## What the exercise asks
Copy out the passage below about brands and communities on social media, word for word and in full.
[Exercise passage Boundary: Start]
Toothpaste brands don’t have ‘communities’

The topic of communities on social media is a hot one. “Community management,” as it is sold, means that people need to reply to comments, says Thomas. “If you’re a toothpaste brand, what do you mean you have a community?” Thomas believes that a true community on social media forms when people in the comments share a common interest or belief.

“I think a community on social is where people in the comment section actually have something in common with each other and share this thing they believe in,” she says. “So if you’re a fan of a football team or Call of Duty… If you’re in places where people have this passion and shared love, then, yes, I think people are part of those communities.”

She says that while brands strive to have a personality online, more often than not that is just the personality of the admin managing the account. She’s a firm believer that social shouldn’t sit apart from the brand; the tone-of-voice, so to speak, should be consistent throughout the entire business.

She emphasizes the importance of strategic thinking in social media, noting that many brands still treat it as a siloed space. In her view, there is often too much focus on being different on social platforms without considering how those efforts contribute to the broader goals of the business.

Social media managers face ‘tough’ questions

While standing out can be effective, she believes brands should take a step back and evaluate the bigger picture. Increasingly, those working in social media will face tougher questions about the real impact of their work and how it supports the overall business strategy.

Over the past week, in typical fashion, we’ve seen brands jump on the ‘Astronomer CEO’ meme, which Thomas has thoughts about. “Every piece of social content is an ad – and not in the sense of paying money, but you creating something to show to an audience,” she explains. “If you wouldn’t put that on the TV – obviously, social content and TV content are very different – but if you wouldn’t confidently as a brand put it somewhere else, why do we think it’s OK for it to live on social?”
[Exercise passage Boundary: End]
[Data Boundary: Start]
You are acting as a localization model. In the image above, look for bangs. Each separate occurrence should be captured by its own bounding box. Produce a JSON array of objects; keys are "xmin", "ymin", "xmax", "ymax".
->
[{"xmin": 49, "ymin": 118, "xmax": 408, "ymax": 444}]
[Data Boundary: End]
## Solution to this exercise
Toothpaste brands don’t have ‘communities’

The topic of communities on social media is a hot one. “Community management,” as it is sold, means that people need to reply to comments, says Thomas. “If you’re a toothpaste brand, what do you mean you have a community?” Thomas believes that a true community on social media forms when people in the comments share a common interest or belief.

“I think a community on social is where people in the comment section actually have something in common with each other and share this thing they believe in,” she says. “So if you’re a fan of a football team or Call of Duty… If you’re in places where people have this passion and shared love, then, yes, I think people are part of those communities.”

She says that while brands strive to have a personality online, more often than not that is just the personality of the admin managing the account. She’s a firm believer that social shouldn’t sit apart from the brand; the tone-of-voice, so to speak, should be consistent throughout the entire business.

She emphasizes the importance of strategic thinking in social media, noting that many brands still treat it as a siloed space. In her view, there is often too much focus on being different on social platforms without considering how those efforts contribute to the broader goals of the business.

Social media managers face ‘tough’ questions

While standing out can be effective, she believes brands should take a step back and evaluate the bigger picture. Increasingly, those working in social media will face tougher questions about the real impact of their work and how it supports the overall business strategy.

Over the past week, in typical fashion, we’ve seen brands jump on the ‘Astronomer CEO’ meme, which Thomas has thoughts about. “Every piece of social content is an ad – and not in the sense of paying money, but you creating something to show to an audience,” she explains. “If you wouldn’t put that on the TV – obviously, social content and TV content are very different – but if you wouldn’t confidently as a brand put it somewhere else, why do we think it’s OK for it to live on social?”